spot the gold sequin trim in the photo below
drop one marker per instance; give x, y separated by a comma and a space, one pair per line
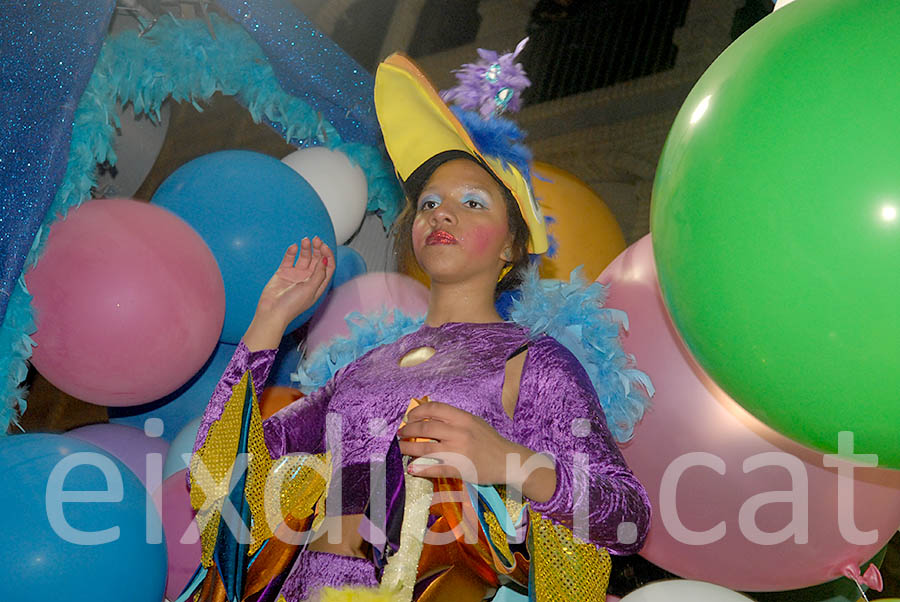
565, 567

...

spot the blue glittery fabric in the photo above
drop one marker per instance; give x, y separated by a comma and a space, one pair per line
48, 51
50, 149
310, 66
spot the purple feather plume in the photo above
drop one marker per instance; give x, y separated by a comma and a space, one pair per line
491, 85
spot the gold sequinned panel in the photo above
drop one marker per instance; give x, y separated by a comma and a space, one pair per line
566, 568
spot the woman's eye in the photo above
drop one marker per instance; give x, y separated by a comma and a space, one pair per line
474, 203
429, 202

--

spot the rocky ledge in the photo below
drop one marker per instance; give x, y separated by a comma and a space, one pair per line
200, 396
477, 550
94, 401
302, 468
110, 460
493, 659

Set problem :: Which lines in the items above contain the word "gold"? Pick out each of them and copy it in full.

Correct result ::
spot the gold sequin trim in the photo below
spot the gold sequinned panel in the photo above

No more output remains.